(Items for region labeling)
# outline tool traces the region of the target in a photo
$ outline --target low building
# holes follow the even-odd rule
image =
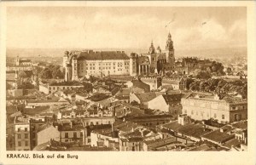
[[[182,112],[195,120],[213,118],[218,122],[227,123],[247,118],[247,101],[241,99],[220,100],[218,95],[183,98]]]
[[[46,94],[53,94],[58,90],[72,89],[75,88],[84,88],[84,85],[78,82],[55,82],[51,83],[40,83],[39,91]]]
[[[30,151],[30,124],[29,122],[20,122],[15,120],[15,151]]]
[[[134,79],[125,83],[127,88],[131,89],[133,93],[145,93],[150,91],[150,86],[144,83],[140,79]]]
[[[118,131],[112,128],[93,130],[90,133],[90,139],[91,146],[110,147],[113,142],[119,144]]]
[[[38,145],[49,142],[51,139],[60,141],[60,132],[57,127],[55,128],[53,125],[45,124],[39,128],[37,137]]]
[[[55,98],[53,100],[26,100],[26,108],[34,108],[37,106],[69,105],[70,103],[63,98]]]
[[[162,77],[142,77],[141,81],[150,87],[150,90],[157,90],[162,85]]]
[[[130,103],[135,101],[141,105],[143,108],[148,108],[148,101],[154,100],[161,93],[150,92],[150,93],[131,93]]]
[[[61,133],[60,141],[66,144],[85,145],[85,128],[81,124],[74,124],[73,122],[58,125]]]
[[[124,117],[125,121],[136,122],[148,127],[168,123],[172,121],[171,115],[143,115],[138,117]]]
[[[148,102],[148,108],[170,114],[181,114],[182,94],[161,94]]]
[[[121,138],[119,139],[119,151],[143,151],[143,138]]]
[[[213,144],[221,145],[230,139],[235,139],[234,134],[220,132],[220,130],[212,131],[201,136],[202,140],[210,141]]]

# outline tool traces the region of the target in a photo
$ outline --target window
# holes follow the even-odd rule
[[[68,138],[68,133],[65,133],[65,138]]]

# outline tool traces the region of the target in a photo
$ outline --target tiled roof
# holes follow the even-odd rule
[[[208,145],[207,144],[202,144],[201,145],[198,146],[198,147],[195,147],[195,148],[193,148],[189,151],[211,151],[212,148],[210,146],[208,146]]]
[[[163,94],[163,98],[165,99],[167,104],[180,101],[182,98],[182,94]]]
[[[117,94],[117,96],[129,96],[130,97],[131,88],[121,88]]]
[[[154,139],[154,140],[147,141],[144,143],[146,143],[148,145],[148,148],[158,148],[158,147],[170,145],[173,142],[176,142],[176,138],[172,136],[172,137],[170,137],[167,139],[156,139],[156,140]]]
[[[184,125],[178,129],[178,132],[188,136],[200,138],[201,135],[209,133],[210,130],[205,129],[202,124],[198,123]]]
[[[226,133],[221,133],[219,129],[218,129],[203,135],[202,138],[208,139],[218,143],[223,143],[233,139],[234,135],[230,135]]]
[[[147,56],[139,56],[138,57],[138,64],[149,65],[148,57],[147,57]]]
[[[49,86],[83,86],[83,84],[78,82],[54,82],[49,83]]]
[[[166,123],[166,124],[163,125],[162,127],[165,128],[167,128],[167,129],[172,129],[173,131],[177,131],[178,128],[182,128],[183,126],[181,124],[179,124],[177,122],[177,121],[175,121],[175,122],[172,122],[170,123]]]
[[[145,90],[150,88],[149,85],[148,85],[147,83],[144,83],[143,82],[139,81],[139,80],[132,80],[131,82],[133,84],[133,87],[137,87],[139,88],[143,88]]]
[[[135,94],[141,102],[148,102],[156,98],[157,94],[154,92]]]
[[[232,127],[240,129],[247,129],[247,121],[241,121],[232,123]]]
[[[223,145],[230,149],[231,146],[237,146],[241,144],[241,142],[240,142],[238,139],[232,139],[226,141]]]
[[[125,52],[121,51],[81,51],[78,53],[78,60],[129,60]]]
[[[88,100],[90,100],[92,101],[101,101],[101,100],[106,100],[109,97],[110,97],[109,95],[106,95],[106,94],[96,94],[88,98]]]

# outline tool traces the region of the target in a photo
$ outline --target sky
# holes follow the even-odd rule
[[[165,48],[247,46],[244,7],[9,7],[7,48]]]

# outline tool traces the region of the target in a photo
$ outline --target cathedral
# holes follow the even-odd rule
[[[161,50],[160,46],[155,49],[153,42],[149,47],[148,54],[140,55],[131,54],[130,75],[149,75],[152,73],[162,74],[166,71],[174,71],[175,58],[173,42],[169,32],[165,50]]]
[[[168,34],[166,48],[156,49],[151,43],[147,54],[123,51],[66,51],[63,57],[65,80],[74,81],[88,75],[107,77],[116,75],[148,76],[163,74],[175,67],[173,42]]]

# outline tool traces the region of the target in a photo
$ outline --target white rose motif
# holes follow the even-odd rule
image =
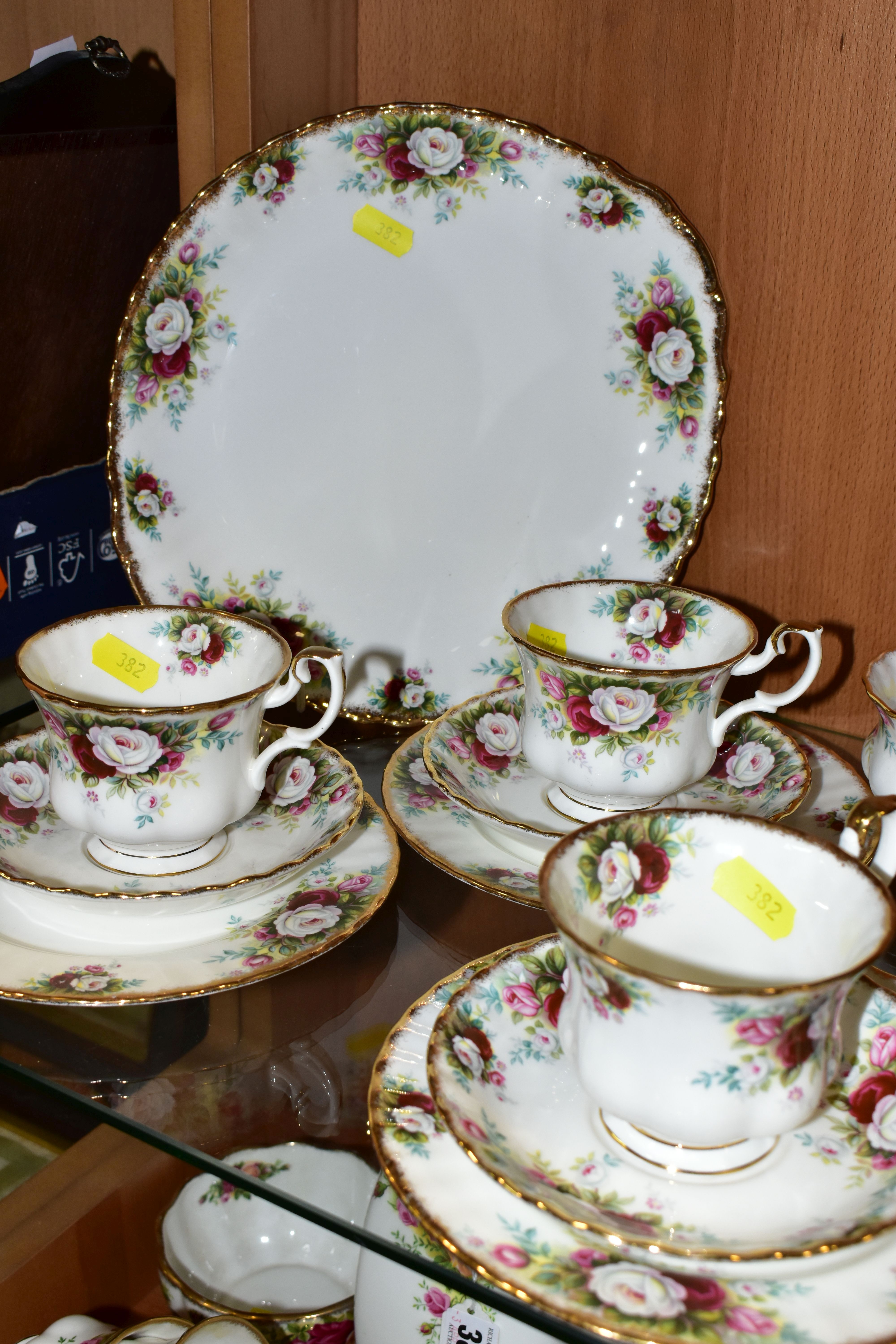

(Work required)
Can you copy the material word for word, from its first line through the line containing "[[[68,138],[68,133],[65,133],[65,138]]]", leaving the pictures out?

(The response)
# outline tool traces the region of the target in a photo
$ outline --target low building
# holes follow the even-odd rule
image =
[[[182,112],[195,120],[213,118],[218,122],[227,123],[247,118],[247,101],[241,99],[220,100],[218,95],[183,98]]]
[[[46,94],[53,94],[58,90],[72,89],[75,88],[84,88],[84,85],[78,82],[55,82],[51,83],[40,83],[39,91]]]
[[[30,151],[30,124],[29,122],[20,122],[15,120],[15,151]]]
[[[134,79],[125,83],[127,88],[131,89],[133,93],[145,93],[150,91],[150,86],[144,83],[140,79]]]
[[[118,131],[112,128],[93,130],[90,133],[90,139],[91,146],[110,147],[113,142],[119,144]]]
[[[38,145],[49,142],[51,139],[60,141],[60,132],[57,127],[55,128],[53,125],[45,124],[39,128],[37,137]]]
[[[55,98],[53,100],[26,100],[26,108],[34,108],[37,106],[69,105],[70,103],[63,98]]]
[[[162,77],[142,77],[141,81],[150,87],[150,90],[157,90],[162,85]]]
[[[130,103],[135,101],[141,105],[143,108],[148,108],[148,101],[154,100],[161,93],[150,92],[150,93],[131,93]]]
[[[61,133],[60,141],[66,144],[85,145],[85,128],[81,124],[74,124],[73,122],[58,125]]]
[[[124,117],[125,121],[136,122],[148,127],[168,123],[172,121],[171,115],[143,115],[138,117]]]
[[[148,102],[148,108],[170,114],[181,114],[182,94],[161,94]]]
[[[121,138],[119,139],[119,151],[143,151],[143,138]]]
[[[213,144],[221,145],[230,139],[235,139],[234,134],[220,132],[220,130],[212,131],[201,136],[202,140],[210,141]]]

# outline tool traces the region of the target in a photo
$ outline --target window
# holes follow the even-odd rule
[[[68,138],[68,133],[65,133],[65,138]]]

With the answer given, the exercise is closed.